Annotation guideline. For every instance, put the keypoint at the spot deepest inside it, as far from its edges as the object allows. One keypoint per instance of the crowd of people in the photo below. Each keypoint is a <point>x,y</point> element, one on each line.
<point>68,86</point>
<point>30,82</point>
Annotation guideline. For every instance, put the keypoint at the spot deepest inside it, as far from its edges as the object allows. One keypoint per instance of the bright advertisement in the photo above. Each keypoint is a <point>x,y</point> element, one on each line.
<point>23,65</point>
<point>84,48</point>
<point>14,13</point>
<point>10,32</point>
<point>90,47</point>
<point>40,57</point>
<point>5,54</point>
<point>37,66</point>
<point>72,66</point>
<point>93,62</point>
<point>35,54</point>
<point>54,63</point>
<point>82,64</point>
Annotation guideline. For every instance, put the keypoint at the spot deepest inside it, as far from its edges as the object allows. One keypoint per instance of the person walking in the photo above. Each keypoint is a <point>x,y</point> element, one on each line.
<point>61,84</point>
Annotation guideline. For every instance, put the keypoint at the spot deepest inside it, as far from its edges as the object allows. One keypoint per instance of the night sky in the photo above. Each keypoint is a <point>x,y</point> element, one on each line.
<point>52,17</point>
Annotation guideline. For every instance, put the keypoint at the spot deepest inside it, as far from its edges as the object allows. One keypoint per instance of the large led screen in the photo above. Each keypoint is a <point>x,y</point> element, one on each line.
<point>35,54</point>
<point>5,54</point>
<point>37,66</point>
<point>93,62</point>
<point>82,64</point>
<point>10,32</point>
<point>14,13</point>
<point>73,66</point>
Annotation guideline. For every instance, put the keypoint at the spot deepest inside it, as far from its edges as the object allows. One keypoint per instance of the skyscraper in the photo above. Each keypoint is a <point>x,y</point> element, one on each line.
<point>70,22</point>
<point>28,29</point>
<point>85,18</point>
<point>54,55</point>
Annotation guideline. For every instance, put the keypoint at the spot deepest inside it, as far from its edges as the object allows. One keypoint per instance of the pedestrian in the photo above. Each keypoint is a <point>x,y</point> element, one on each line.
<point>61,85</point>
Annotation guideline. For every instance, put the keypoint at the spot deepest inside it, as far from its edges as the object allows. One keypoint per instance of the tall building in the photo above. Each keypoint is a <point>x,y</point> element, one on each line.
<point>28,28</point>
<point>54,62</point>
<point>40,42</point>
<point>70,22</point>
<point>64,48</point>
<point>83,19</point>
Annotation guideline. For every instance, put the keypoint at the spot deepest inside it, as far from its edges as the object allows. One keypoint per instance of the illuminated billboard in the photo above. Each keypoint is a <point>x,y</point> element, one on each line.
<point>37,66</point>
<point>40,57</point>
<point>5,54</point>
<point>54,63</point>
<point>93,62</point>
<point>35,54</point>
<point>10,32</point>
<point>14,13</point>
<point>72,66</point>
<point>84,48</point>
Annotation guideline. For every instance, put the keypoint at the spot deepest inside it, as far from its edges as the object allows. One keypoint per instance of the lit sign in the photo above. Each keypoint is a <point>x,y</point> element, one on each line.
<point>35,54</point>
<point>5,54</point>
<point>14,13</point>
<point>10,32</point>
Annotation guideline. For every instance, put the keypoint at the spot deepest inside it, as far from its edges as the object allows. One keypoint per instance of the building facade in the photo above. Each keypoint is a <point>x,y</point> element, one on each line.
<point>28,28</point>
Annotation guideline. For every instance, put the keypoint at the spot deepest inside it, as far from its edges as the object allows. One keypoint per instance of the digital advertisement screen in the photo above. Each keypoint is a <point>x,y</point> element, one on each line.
========
### PROMPT:
Rewrite the data above with every "keypoint" changed to "marker" and everything else kept the same.

### FINAL RESULT:
Annotation guideline. For every instance, put the marker at the spot deepest inside it, as far from its edges as the object allows. One marker per instance of the crowd of people in the photo below. Each marker is a <point>x,y</point> element, one on each line.
<point>68,86</point>
<point>30,82</point>
Annotation guideline. For every instance, put the marker at the spot deepest inside it, as far from its edges as the object allows. One marker per instance of the bright advertisement in the photo above. Each marker is a <point>x,y</point> element, one on each line.
<point>23,65</point>
<point>84,48</point>
<point>14,13</point>
<point>10,32</point>
<point>90,47</point>
<point>40,57</point>
<point>5,54</point>
<point>37,66</point>
<point>72,66</point>
<point>93,62</point>
<point>35,54</point>
<point>54,63</point>
<point>82,64</point>
Annotation guideline. For every instance, put the marker at the spot deepest inside it, as far from its edges as the object allows. One marker per instance of the person walking in the photo above. Each marker is a <point>x,y</point> element, one on each line.
<point>61,84</point>
Annotation guideline. For every instance, put the marker at the spot deepest inside it, as far from its edges as the object allows. One marker per instance of the night sky in the photo above. Each marker is a <point>x,y</point> element, one on each line.
<point>52,17</point>
Annotation guideline. For every instance, put the marker at the spot deepest inside it, as far from its edges as the object allows. One marker per instance of the large led screen in the photo above. Each marker is a <point>x,y</point> element, one on each line.
<point>35,54</point>
<point>5,54</point>
<point>37,66</point>
<point>93,62</point>
<point>82,64</point>
<point>10,32</point>
<point>14,13</point>
<point>73,66</point>
Annotation guideline. For every instance, put the marker at the spot deepest inside it, as far from its edges as the object allows. One marker per instance of the skyscraper in the photo above. Each marker is a <point>x,y</point> element, one on each line.
<point>70,22</point>
<point>28,29</point>
<point>85,18</point>
<point>54,55</point>
Annotation guideline. For every instance, put the marker at the spot deepest inside it, as far from its edges as the object allows. One marker per instance of the pedestrian in the photo above. Each marker is a <point>x,y</point> element, one on each line.
<point>61,85</point>
Annotation guideline. For every instance, put the marker at the spot deepest inside it, as far from its edges as the object allows. One marker per instance of the tall building in the photo above. Each marker is a <point>x,y</point> element, one on each line.
<point>28,28</point>
<point>54,62</point>
<point>40,42</point>
<point>70,22</point>
<point>64,48</point>
<point>83,19</point>
Annotation guideline. For every instance, put the marker at the spot deepest inside it, as far from its edges as the object allows. One marker per instance of the illuminated billboard in the photo above. Each marker is a <point>x,y</point> element, one on each line.
<point>37,66</point>
<point>40,57</point>
<point>5,54</point>
<point>54,63</point>
<point>93,62</point>
<point>35,54</point>
<point>10,32</point>
<point>14,13</point>
<point>72,66</point>
<point>84,48</point>
Annotation guideline. For every instance, put the marker at the spot deepest inside it, as far from its edges as the object allows. One marker per instance of the lit sign in the photo above. Each marker is a <point>x,y</point> element, one on each line.
<point>35,54</point>
<point>5,54</point>
<point>14,13</point>
<point>10,32</point>
Annotation guideline. For every instance, put the marker at the spot deepest inside it, as far from its edges as the object allows. One marker per instance of the building facade in the photo above. Each marker is a <point>x,y</point> element, one on each line.
<point>28,28</point>
Annotation guideline. For every instance, put the marker at the spot deepest inside it, as far from its edges as the object allows. One marker per instance of the digital advertisement screen in the photo above. Each marker is a <point>x,y</point> element, one on each line.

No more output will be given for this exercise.